* [PROBLEM STATEMENT] Extract, word for word, every line of the rows below, from the line containing "Excuse me — can you help locate the eroded" down to the last line of the rows.

=== DATA RECORDS ===

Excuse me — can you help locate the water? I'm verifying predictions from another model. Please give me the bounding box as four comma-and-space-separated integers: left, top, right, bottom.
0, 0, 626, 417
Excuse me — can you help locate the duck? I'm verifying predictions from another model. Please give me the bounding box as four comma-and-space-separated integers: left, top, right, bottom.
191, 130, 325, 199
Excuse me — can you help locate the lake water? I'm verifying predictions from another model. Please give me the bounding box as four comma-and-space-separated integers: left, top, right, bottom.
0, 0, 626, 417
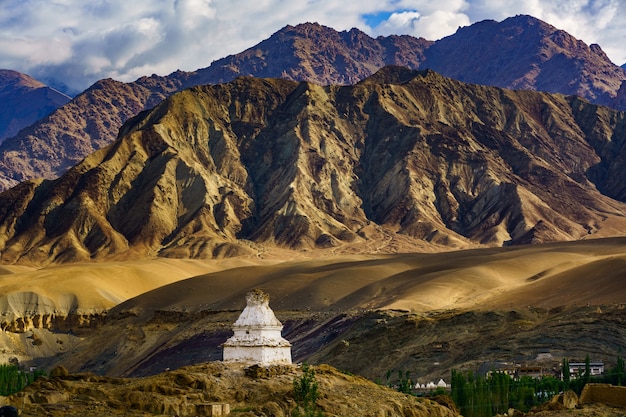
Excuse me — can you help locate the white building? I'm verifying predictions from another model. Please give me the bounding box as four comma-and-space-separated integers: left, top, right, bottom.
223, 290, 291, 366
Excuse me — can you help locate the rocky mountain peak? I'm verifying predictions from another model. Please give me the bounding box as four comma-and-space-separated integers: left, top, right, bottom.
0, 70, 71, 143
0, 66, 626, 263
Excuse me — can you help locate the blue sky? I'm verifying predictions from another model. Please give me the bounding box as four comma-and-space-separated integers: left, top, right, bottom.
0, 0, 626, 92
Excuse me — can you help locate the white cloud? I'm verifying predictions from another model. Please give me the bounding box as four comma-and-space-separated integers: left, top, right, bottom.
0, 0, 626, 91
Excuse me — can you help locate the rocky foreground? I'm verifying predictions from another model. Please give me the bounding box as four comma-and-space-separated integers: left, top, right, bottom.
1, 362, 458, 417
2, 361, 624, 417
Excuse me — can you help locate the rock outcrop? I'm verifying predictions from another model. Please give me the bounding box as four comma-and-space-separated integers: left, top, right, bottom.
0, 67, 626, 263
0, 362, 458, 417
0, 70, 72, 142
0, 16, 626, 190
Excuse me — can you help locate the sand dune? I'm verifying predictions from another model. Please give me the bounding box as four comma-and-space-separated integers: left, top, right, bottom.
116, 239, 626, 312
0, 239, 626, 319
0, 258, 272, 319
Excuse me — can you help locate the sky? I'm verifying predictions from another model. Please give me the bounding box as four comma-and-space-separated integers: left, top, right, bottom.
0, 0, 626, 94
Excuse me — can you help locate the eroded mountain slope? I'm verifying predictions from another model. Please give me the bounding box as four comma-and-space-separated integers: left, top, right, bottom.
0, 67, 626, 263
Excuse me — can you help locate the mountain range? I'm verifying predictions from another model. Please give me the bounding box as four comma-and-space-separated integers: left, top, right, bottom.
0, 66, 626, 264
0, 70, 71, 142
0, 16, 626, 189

===

* [TASK SOLUTION]
Excuse me — can you help locate the eroded mountain slope? I'm verifying predictions from another model. Please give me the bounding box as four comma-and-space-separated integers: left, top, right, bottom.
0, 67, 626, 263
Excuse me — can you help locate the mountain range? I'm verifying predictions from another model. Please give me the bounding box as four comma-and-space-separated integers: left, top, right, bottom.
0, 66, 626, 264
0, 70, 71, 142
0, 16, 626, 189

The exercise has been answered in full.